* START Records provided *
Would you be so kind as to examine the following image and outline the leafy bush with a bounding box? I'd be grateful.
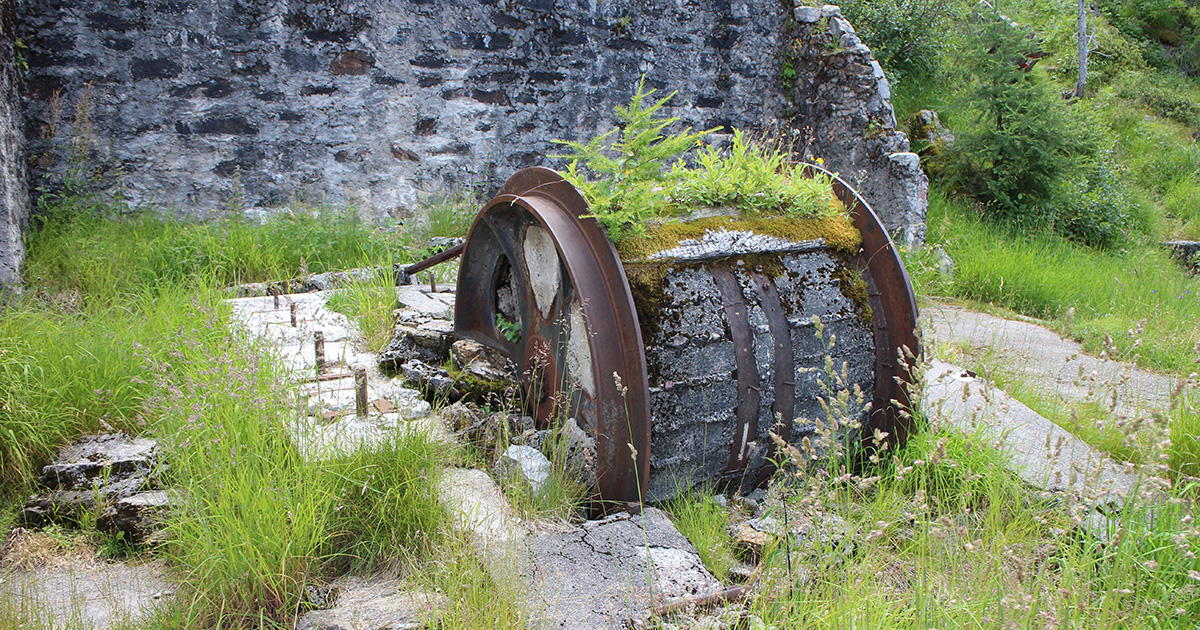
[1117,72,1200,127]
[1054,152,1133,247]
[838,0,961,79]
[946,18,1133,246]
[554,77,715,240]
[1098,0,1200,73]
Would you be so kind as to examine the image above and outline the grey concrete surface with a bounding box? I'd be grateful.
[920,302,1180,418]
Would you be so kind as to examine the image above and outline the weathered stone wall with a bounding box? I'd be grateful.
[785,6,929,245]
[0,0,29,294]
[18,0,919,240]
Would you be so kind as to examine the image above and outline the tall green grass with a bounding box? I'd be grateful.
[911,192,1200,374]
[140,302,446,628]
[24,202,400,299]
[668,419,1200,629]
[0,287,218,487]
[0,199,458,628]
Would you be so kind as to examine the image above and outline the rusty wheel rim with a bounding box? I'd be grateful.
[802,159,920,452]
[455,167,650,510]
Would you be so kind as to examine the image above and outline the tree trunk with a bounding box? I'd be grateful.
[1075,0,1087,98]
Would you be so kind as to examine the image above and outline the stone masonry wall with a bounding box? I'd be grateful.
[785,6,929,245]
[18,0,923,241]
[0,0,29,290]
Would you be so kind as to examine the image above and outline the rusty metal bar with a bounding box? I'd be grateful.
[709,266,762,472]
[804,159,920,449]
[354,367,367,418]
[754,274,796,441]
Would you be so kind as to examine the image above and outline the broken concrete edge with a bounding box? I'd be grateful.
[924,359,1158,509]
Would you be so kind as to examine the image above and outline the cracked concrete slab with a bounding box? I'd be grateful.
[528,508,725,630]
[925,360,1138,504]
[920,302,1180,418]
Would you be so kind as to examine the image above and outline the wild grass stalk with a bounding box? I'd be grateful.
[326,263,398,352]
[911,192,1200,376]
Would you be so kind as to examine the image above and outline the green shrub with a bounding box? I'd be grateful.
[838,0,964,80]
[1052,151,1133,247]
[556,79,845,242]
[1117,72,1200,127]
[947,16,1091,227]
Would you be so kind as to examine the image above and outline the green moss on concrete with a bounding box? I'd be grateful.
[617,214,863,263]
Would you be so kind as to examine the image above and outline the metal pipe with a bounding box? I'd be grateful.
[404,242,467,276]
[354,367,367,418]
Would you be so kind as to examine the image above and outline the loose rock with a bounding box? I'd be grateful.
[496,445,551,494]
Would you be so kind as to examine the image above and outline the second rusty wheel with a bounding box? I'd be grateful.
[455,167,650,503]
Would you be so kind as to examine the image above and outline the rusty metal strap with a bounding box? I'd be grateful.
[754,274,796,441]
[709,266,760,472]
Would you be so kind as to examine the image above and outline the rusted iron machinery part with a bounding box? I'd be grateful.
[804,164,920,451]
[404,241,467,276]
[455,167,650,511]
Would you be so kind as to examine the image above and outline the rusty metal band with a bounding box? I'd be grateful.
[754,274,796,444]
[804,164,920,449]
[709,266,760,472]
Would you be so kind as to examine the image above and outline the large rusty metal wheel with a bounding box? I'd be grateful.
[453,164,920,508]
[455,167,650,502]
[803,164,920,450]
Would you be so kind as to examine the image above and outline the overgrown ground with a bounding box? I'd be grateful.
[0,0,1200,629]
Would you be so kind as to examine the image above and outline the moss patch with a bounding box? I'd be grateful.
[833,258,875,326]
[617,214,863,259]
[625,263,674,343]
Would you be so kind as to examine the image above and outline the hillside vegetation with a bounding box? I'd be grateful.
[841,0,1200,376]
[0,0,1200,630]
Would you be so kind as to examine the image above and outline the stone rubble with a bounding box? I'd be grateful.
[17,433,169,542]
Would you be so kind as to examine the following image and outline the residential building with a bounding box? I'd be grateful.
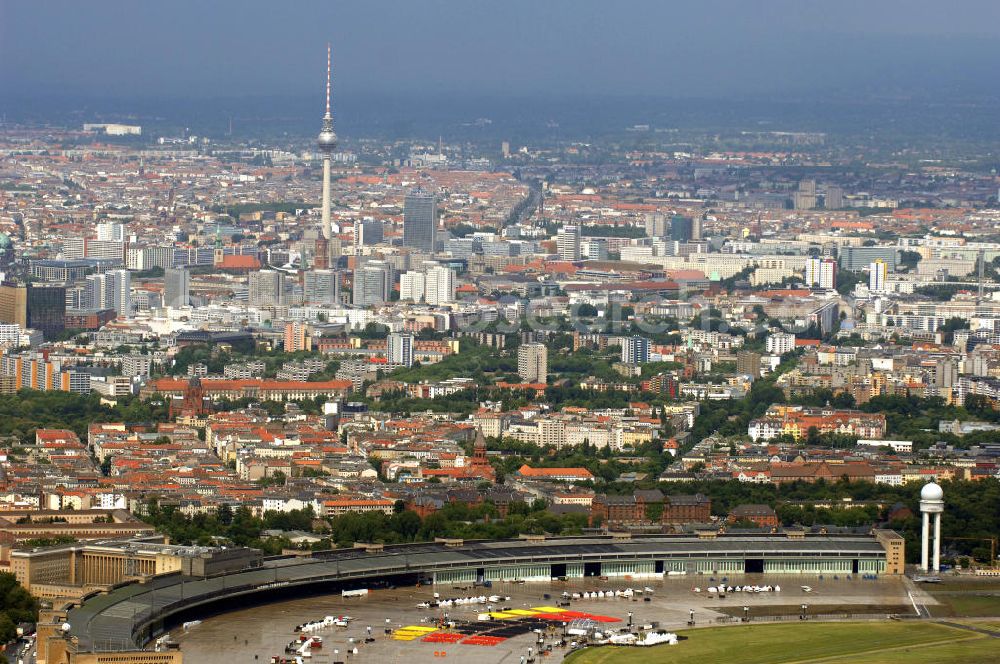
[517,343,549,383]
* END Records provided *
* START Records provided *
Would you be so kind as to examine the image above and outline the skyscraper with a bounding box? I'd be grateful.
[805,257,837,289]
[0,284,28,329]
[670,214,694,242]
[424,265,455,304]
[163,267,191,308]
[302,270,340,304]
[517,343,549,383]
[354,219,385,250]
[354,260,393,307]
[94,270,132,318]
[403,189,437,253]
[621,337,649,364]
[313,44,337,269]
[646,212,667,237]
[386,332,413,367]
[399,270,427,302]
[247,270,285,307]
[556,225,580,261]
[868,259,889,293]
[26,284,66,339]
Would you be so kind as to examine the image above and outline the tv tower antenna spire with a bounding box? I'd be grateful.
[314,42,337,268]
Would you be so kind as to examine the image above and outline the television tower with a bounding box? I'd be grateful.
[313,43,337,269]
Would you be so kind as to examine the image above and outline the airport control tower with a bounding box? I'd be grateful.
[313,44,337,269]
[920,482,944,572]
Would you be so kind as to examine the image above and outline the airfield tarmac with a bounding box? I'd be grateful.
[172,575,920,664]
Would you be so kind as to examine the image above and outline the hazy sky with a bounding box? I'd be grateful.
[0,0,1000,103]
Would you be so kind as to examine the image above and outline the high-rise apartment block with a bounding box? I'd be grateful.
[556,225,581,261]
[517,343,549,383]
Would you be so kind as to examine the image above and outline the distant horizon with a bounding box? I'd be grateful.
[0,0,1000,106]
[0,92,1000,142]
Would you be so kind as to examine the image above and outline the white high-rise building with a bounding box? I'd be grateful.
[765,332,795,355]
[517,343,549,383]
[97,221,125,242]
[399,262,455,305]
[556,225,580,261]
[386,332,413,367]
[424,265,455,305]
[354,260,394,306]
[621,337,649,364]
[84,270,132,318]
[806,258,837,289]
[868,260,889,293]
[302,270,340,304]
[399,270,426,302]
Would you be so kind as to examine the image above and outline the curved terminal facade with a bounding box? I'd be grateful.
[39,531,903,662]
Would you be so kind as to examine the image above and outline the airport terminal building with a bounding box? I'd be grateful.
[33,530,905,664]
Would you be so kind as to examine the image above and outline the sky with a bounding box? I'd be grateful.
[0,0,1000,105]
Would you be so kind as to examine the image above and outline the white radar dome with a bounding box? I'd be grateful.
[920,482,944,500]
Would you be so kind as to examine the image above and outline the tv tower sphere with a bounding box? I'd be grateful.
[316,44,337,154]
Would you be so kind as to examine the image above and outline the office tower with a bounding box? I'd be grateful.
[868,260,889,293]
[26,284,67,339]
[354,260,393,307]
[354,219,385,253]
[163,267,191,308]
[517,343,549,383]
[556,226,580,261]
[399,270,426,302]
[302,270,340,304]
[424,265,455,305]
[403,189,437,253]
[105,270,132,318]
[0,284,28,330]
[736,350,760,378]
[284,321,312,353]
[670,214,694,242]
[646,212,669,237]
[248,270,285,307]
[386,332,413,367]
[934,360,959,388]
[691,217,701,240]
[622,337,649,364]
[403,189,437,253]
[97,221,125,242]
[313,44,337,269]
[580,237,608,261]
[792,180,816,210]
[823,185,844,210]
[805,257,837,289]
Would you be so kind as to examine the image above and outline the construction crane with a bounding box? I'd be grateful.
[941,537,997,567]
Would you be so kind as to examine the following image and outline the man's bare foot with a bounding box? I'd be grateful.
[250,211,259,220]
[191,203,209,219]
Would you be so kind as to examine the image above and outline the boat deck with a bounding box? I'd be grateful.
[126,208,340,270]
* END Records provided *
* START Records provided *
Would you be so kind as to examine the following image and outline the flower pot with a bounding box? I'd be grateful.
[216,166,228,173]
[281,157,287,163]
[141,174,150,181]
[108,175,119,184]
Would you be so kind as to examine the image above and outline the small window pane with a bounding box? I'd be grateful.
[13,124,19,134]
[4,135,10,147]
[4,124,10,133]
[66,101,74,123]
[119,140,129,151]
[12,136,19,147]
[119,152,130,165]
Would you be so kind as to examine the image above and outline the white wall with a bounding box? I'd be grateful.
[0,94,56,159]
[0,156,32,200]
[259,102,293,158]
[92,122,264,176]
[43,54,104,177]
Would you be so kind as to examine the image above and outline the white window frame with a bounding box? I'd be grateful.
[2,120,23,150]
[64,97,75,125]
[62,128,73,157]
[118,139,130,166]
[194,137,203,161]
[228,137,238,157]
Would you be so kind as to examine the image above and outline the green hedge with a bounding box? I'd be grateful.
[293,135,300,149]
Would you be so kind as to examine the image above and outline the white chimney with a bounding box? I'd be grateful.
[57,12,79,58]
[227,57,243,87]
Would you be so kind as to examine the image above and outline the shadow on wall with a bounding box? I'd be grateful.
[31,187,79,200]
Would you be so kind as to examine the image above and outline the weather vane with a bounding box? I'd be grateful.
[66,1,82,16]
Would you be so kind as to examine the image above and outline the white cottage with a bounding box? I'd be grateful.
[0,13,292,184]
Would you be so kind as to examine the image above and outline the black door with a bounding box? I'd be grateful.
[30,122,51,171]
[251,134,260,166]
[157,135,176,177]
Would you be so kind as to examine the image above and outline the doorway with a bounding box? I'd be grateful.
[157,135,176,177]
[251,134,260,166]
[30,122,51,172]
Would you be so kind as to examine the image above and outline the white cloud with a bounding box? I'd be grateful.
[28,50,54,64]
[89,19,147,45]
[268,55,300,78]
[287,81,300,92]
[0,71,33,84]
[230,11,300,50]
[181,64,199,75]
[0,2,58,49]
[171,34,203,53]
* END Records provided *
Problem details
Copy the entries starting at the line containing "pot with a bounding box? I'd be grateful." and ending at the line containing "[108,175,119,184]", with "plant pot" substituted for "flower pot" and nothing else altered.

The result
Would you be so kind as to examine the following image and outline the plant pot with a bounding box? I'd be grateful.
[216,166,228,173]
[281,157,287,163]
[141,174,150,181]
[108,175,119,184]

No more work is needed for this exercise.